▶ Texte source:
Monsieur le Président,
Aujourd'hui libre, votre pays demeure la Géorgie de toujours : celle des vieux royaumes d'Ibérie et de Colchide, qui parle tant à notre imagination.
Celle des antiques légendes, de Jason et des Argonautes ou de Prométhée, qui ont nourri la mythologie grecque, patrimoine commun de nos cultures.
Pays de la vigne et du vin où - comme en France, l'on aime rire et chanter, aussi bien que boire et danser -. Un pays où un poète du XIIème siècle- Roustaveli- est plus adulé que n'importe quel homme politique contemporain et où la poésie reste un sport national.
Un pays enfin qui sût séduire d'illustres voyageurs français : Chardin, qui établit un des premiers plans de Tiflis, dont Voltaire s'inspira en écrivant Les lettres persanes; Alexandre Dumas, dont le merveilleux récit de ses pérégrinations au Caucase vient d'être réédité; ou encore Brosset, le célèbre orientaliste. Des rues de Tbilissi portent leurs noms.
Cette Géorgie qui, aux marches disputées de l'Orient et de l'Occident, à la frontière de la chrétienté et de l'islam, après avoir été une terre de convoitises et d'affrontements, aspire à redevenir un carrefour d'échanges entre les hommes et les cultures.
C'est bien pourquoi la Géorgie d'aujourd'hui est -avec l'Azerbaïdjan-, le point de passage obligé de l'ambitieux projet Traceca de l'Union européenne, qui vise à établir la "route de la soie du XXIème siècle", reliant l'Europe et l'Asie, par la Mer Noire et la Mer Caspienne.
Dans ce projet gigantesque et -c'est le cas de le dire "prométhéen" - la Géorgie est partenaire de l'Union européenne. L'accord de coopération est le premier dans la région à être entré en vigueur. Et, la Géorgie deviendra, je l'espère dès cette année, membre à part entière du Conseil de l'Europe.
Ce faisant, aujourd'hui, la Géorgie est, enfin, et sans conteste, "en Europe", et la France s'en réjouit.
Comment pourrait-il d'ailleurs en être autrement, alors que, des siècles durant, le même mot géorgien -prangui- servait à désigner à la fois Français et Européens.

▶ Enregistrements fournis:

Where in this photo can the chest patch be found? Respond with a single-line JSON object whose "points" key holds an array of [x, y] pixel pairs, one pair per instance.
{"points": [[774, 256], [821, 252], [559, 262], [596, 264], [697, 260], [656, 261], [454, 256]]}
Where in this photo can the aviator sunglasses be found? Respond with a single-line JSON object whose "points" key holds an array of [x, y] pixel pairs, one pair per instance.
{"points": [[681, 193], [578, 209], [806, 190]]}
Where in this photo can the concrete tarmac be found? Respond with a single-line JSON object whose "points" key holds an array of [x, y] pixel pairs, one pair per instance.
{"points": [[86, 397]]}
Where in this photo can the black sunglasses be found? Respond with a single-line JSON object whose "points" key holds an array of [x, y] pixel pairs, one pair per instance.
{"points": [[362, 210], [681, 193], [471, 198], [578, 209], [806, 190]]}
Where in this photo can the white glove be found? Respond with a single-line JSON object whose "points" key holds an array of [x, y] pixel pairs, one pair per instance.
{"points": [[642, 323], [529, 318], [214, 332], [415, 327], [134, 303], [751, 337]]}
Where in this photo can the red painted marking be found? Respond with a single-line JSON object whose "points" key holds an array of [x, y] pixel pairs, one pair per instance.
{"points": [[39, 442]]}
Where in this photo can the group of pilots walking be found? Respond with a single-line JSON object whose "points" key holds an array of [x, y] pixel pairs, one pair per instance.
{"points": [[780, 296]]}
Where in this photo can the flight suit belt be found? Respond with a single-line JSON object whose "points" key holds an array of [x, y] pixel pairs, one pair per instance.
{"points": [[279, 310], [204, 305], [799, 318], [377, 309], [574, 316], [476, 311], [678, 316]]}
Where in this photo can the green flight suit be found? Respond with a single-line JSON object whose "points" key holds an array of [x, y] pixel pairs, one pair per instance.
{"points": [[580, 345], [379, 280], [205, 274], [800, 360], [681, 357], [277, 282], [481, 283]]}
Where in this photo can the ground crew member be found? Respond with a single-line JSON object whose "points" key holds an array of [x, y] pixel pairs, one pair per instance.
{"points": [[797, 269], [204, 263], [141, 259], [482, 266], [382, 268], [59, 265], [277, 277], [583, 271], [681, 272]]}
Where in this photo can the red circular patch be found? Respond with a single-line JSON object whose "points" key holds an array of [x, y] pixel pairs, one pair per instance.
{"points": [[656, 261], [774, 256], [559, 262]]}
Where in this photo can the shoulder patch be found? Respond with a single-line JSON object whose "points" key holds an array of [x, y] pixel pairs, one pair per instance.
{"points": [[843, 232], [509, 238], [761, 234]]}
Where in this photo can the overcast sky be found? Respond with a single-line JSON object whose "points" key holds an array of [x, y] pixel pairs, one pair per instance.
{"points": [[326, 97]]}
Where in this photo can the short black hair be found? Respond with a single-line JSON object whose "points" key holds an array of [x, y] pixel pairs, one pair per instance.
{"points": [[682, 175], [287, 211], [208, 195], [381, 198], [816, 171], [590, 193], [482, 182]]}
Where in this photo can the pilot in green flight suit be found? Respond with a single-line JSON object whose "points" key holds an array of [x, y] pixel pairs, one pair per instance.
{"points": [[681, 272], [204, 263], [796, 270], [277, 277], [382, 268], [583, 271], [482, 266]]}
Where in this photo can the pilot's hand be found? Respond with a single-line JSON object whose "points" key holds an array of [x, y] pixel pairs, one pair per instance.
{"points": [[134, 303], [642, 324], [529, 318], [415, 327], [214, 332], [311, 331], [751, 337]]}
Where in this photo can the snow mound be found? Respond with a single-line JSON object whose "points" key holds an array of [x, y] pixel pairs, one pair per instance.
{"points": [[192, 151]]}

▶ Consignes à suivre: Poursuivez le discours sur la Géorgie à partir de sa dernière phrase.

▶ Résultat de l'exercice:
Il est vrai aussi que les liens qui unissent nos pays sont séculaires. Ils se sont renforcés encore dans l'adversité. Les Géorgiens contraints à l'exil ont trouvé en France une seconde patrie. Leurs enfants ont pris leur juste part à la défense du pays qui les avait accueillis. Ce fut le cas du lieutenant-colonel Prince Dimitri Amilakvari, compagnon de la Libération, tombé à El Alamein, dont une promotion de Saint-Cyr porte le nom... et de bien d'autres qui honorèrent la Légion étrangère.
Déjà, au lendemain de la guerre, le général de Gaulle leur avait rendu hommage. Et votre pays lui est reconnaissant d'avoir permis le retour à Tbilissi des inestimables trésors culturels et religieux géorgiens, mis à l'abri en France en 1921.
Aujourd'hui, notre pays est en paix. Mais le vôtre, Monsieur le Président, a connu de nouvelles épreuves. Nombreux sont vos compatriotes qui du fait de la tragédie abkhaze ont été contraints d'abandonner leurs foyers, de devenir des "réfugiés" dans leur propre pays. Dans cette épreuve, la France, qui a créé "le groupe des amis de la Géorgie'', a été et sera à vos côtés, dans l'affirmation et la promotion de l'intégrité territoriale et de la souveraineté de la Géorgie. Elle soutient également le droit au retour des réfugiés et le rétablissement de la Géorgie dans son intégrité.
Monsieur le Président,
Vous le savez mieux que quiconque, l'indépendance et la prospérité de chacun des trois pays au sud du Caucase sont intimement liés à la paix retrouvée. La paix dans cette région d'importance stratégique, est vitale pour ces trois pays qui sont tous nos amis. Elle est donc vitale pour l'Europe, et partant, pour la France.
C'est pourquoi nous soutenons, Monsieur le Président, votre "initiative pour un Caucase pacifique".
Prête à oeuvrer pour la consolidation de la paix, la France, comme je l'avais affirmé à Erevan, à Tbilissi et à Bakou, est prête aussi à participer à son développement économique, en particulier dans le domaine des infrastructures nécessaires à son désenclavement.
Lors de ma visite à Tbilissi, en octobre dernier, nous avions décidé avec votre ministre des Affaires étrangères, de faire de 1997 une année exceptionnelle dans le développement de nos relations bilatérales.
Cette année commence effectivement de façon exceptionnelle avec votre visite officielle à Paris, à l'invitation du président de la République. Elle nous permet de donner corps à l'accord-cadre d'amitié et de coopération entre nos deux pays que nous avions signé en 1994.
Déjà 1996 avait marqué une première accélération dans nos échanges, votre entretien d'aujourd'hui avec le président de la République, donne un nouvel élan à la relation franco-géorgienne. En sont témoins les nombreux accords signés aujourd'hui.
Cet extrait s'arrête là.